-- Your assignment --
Extract every line below, verbatim.

Stored data entries:
=====

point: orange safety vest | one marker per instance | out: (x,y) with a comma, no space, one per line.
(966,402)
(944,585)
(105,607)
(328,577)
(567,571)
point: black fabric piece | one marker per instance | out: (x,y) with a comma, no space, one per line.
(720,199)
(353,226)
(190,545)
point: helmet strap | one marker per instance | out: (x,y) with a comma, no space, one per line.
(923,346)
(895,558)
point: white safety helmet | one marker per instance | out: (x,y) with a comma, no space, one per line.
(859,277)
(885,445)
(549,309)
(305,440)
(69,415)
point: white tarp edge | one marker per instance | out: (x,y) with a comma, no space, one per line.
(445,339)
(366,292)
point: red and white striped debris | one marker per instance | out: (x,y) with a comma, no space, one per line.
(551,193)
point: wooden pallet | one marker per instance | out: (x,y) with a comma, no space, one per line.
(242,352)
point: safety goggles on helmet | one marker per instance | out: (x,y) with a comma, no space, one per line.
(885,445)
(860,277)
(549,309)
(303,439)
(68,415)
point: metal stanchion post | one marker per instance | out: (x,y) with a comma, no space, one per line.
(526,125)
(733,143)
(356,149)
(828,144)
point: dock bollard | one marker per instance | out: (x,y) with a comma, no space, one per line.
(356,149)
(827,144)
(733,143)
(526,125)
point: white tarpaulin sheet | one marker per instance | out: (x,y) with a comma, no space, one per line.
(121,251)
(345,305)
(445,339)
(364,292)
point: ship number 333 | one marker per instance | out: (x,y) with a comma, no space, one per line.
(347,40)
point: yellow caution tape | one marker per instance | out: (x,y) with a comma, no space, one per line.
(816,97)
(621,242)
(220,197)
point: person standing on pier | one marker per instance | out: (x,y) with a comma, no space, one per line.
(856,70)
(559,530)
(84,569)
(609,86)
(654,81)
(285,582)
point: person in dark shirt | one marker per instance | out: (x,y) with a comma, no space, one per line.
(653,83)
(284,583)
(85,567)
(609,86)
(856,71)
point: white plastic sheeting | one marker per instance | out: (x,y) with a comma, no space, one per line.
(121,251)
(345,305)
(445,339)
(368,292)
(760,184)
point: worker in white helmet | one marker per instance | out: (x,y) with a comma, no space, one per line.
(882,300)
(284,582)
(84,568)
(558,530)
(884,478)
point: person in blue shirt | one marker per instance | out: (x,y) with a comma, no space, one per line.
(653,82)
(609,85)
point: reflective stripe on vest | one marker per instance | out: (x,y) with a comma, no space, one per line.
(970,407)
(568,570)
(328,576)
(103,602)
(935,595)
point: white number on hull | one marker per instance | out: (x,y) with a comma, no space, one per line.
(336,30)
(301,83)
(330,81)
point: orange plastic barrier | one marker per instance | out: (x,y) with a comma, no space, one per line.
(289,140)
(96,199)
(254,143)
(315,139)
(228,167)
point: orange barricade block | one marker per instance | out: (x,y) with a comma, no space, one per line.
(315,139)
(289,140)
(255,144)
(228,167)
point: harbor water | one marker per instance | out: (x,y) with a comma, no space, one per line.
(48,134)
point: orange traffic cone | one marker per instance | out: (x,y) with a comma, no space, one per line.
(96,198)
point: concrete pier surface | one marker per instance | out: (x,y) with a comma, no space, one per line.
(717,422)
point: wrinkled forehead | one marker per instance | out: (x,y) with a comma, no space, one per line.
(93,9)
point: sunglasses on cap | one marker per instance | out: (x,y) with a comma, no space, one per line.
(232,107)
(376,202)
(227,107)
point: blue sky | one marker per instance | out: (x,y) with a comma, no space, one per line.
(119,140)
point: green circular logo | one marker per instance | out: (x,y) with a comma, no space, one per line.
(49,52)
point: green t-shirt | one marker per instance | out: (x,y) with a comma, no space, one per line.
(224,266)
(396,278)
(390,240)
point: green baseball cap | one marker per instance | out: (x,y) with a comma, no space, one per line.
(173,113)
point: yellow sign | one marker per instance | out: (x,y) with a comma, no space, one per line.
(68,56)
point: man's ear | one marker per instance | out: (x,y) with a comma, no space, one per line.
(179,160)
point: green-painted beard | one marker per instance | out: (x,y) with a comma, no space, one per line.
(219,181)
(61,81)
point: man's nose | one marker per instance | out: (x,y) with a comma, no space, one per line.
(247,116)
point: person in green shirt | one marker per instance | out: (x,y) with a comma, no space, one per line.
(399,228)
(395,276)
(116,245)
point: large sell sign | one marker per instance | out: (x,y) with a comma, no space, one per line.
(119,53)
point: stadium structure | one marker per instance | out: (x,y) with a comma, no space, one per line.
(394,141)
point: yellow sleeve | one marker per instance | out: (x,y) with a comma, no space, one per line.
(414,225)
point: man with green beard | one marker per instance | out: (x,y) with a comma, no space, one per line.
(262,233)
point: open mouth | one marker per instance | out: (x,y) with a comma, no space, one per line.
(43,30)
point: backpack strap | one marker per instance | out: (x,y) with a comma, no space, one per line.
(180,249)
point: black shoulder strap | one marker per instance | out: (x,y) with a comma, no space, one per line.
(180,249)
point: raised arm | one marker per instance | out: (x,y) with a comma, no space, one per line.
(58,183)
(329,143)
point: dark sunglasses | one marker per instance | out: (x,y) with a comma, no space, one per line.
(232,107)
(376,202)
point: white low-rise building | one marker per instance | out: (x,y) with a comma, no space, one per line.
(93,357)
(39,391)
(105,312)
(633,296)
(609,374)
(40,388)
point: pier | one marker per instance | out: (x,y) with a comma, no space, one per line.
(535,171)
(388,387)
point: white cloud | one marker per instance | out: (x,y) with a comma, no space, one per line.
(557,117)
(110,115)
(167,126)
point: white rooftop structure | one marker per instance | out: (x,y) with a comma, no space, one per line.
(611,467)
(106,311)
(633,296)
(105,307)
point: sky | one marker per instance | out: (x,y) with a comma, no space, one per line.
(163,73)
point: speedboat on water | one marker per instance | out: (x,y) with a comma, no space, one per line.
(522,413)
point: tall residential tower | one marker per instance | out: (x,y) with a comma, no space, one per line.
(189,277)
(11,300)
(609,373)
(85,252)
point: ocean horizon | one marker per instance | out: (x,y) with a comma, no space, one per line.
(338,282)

=====

-- Exercise response --
point: orange safety vest | one marker per instance | out: (x,y) with a comma, no space, one per line.
(966,402)
(944,585)
(105,607)
(328,577)
(567,571)
point: black fabric piece | one marker per instance | out: (x,y) with a comma, no space, one per line.
(720,199)
(353,226)
(190,545)
point: helmet strap | one marker per instance | out: (x,y) with a comma, no space, one per line.
(923,346)
(895,558)
point: white safety helmet | one marker per instance | out: (x,y) with a comma, no space, one per line.
(859,277)
(885,445)
(549,309)
(305,440)
(69,415)
point: white tarp edge | one marker per instance | out: (x,y) with a comma, no space, one per line.
(445,339)
(366,292)
point: red and white striped debris | one marker per instance | out: (x,y) with a comma, no space, one per line.
(551,193)
point: wooden pallet | one marker per instance | out: (x,y) with a comma, no space, one per line.
(242,352)
point: safety goggles on helmet | one marker per instance | out: (x,y) with a comma, no space, one per line.
(885,445)
(860,277)
(549,309)
(303,439)
(68,415)
point: metal stanchion post | one marker per instance | out: (x,y) with a comma, no space, one per line.
(526,125)
(733,143)
(356,149)
(828,144)
point: dock bollard | one marker per instance | out: (x,y) with a comma, no space, one per line.
(356,149)
(827,144)
(733,143)
(526,125)
point: white tarpaulin sheet | one marker per instance | out: (x,y) with a comma, no space, one per line.
(121,251)
(345,305)
(445,339)
(364,292)
point: ship number 333 | one marker per instance | out: (x,y) with a comma, no space, one per line.
(347,40)
point: yellow caution tape | one marker per instance | out: (x,y) with a comma, no space, one per line.
(816,97)
(621,242)
(220,197)
point: person standing on pier | one marker per instance | out: (x,y) with a comma, no space, one per line.
(856,70)
(559,530)
(84,569)
(609,86)
(654,81)
(285,582)
point: person in dark shirt | one marker per instance | out: (x,y) with a comma, no space, one per line.
(653,83)
(284,583)
(85,567)
(609,86)
(856,71)
point: white plastic sheeting | one marker per instance | out: (x,y) with a comma, no space, one per line.
(121,251)
(345,305)
(445,339)
(368,292)
(760,184)
point: worker in white helmet | one marker per instance | out: (x,y) with a comma, no space, one per line.
(882,300)
(284,582)
(84,568)
(558,530)
(884,478)
point: person in blue shirt | one marker per instance | out: (x,y) with a comma, no space, one per line.
(653,82)
(609,85)
point: reflective stripe on vest | one marker per instance | out: (x,y) with a comma, no space, one per line.
(970,407)
(568,570)
(328,576)
(103,602)
(935,595)
point: white number on hull | one marker per instance | out: (x,y) with a comma, no space, one per line.
(336,30)
(301,83)
(330,81)
point: orange plastic barrier | one marker per instance | out: (x,y) with a comma, no space, one per line.
(289,140)
(96,199)
(254,143)
(315,139)
(228,167)
point: orange barricade block | one marker per instance | out: (x,y) with a comma, no space, one per line.
(315,139)
(289,140)
(255,144)
(228,167)
point: harbor water | one marker per instance | out: (x,y) with a comma, no space, one per line.
(48,134)
point: orange traffic cone | one marker per instance | out: (x,y) with a comma, no space, one per line.
(96,198)
point: concrete pier surface | one marker per instance | out: (x,y) with a comma, no space, one per line.
(717,422)
point: wrinkled forehead | one marker per instance | out: (x,y) with a comma, no space, one per line.
(93,9)
point: sunglasses on cap | one marker per instance | out: (x,y) with a comma, no space, one per line.
(232,107)
(376,202)
(227,107)
point: blue sky | one marker per instance | out: (x,y) with a comma, no space, one per line.
(119,140)
point: green circular logo | one marker per instance | out: (x,y) with a comma, no space, one per line.
(49,52)
point: green t-shirt | one marker per instance | out: (x,y) with a comma, no space, one per line.
(224,266)
(396,278)
(390,240)
point: green baseball cap | one marker per instance | out: (x,y) with a comma, no space, one per line.
(173,113)
point: yellow sign | one marker per instance | out: (x,y) with a comma, no space, one per line.
(68,56)
point: man's ear | one marker per instance | out: (x,y) with a comma, no space, one per line.
(179,160)
point: green-painted beard | one marker per instance | out: (x,y) with a comma, no space, one per line.
(219,181)
(61,81)
point: man's nose | one marker per instance | out: (x,y) with a comma, no space, one per line.
(247,116)
point: person in green shirt | one marker per instance | out: (x,y) with a comma, no space, one per line.
(399,228)
(395,276)
(116,245)
point: large sell sign | one marker per instance | out: (x,y) with a comma, no space, one per line.
(119,53)
point: stadium structure | one marker per instance | out: (x,y) with a comma, no space, one per line.
(394,141)
point: yellow sleeve | one marker per instance | out: (x,y) with a comma, no space, one per line.
(414,225)
point: man with green beard | one marker per instance | out: (x,y) with a comma, no space, one per line.
(262,233)
point: open mouth | one marker per instance | out: (x,y) with a comma, no space, one per line.
(43,30)
point: backpack strap | one marker per instance | out: (x,y) with a comma, no space, one per line.
(180,249)
point: black shoulder strap | one marker per instance | out: (x,y) with a comma, no space, one per line.
(180,249)
point: raised arm | one marker per instance | out: (x,y) with a comma, no space, one per line.
(58,183)
(329,143)
point: dark sunglasses | one marker per instance | out: (x,y) with a comma, no space, one per line.
(232,107)
(376,202)
point: white low-rise building | one marker per instance | out: (x,y) with a comma, no space, one per line.
(93,357)
(39,391)
(105,312)
(633,296)
(609,374)
(40,388)
point: pier | one marker per instance | out: (x,y) with a comma, no space, one per line.
(535,171)
(388,387)
point: white cloud | one marker per instance | out: (x,y) with a comma, no space, one per line.
(557,117)
(110,115)
(167,126)
point: white rooftop structure | one marker per instance | out: (x,y) with a comma, no space, one per line.
(611,467)
(106,311)
(633,296)
(105,307)
point: sky | one marker per instance | out: (x,y) with a comma, no space, one per line.
(163,73)
point: speedboat on water | one marker per instance | out: (x,y) with a comma, no space, one per line.
(522,413)
point: tall residential tower | one marker per instance | out: (x,y) with a comma, no space, one per line.
(189,277)
(11,300)
(609,373)
(85,252)
point: ocean horizon | one marker per instance | out: (x,y) with a comma, no space, one per line.
(338,282)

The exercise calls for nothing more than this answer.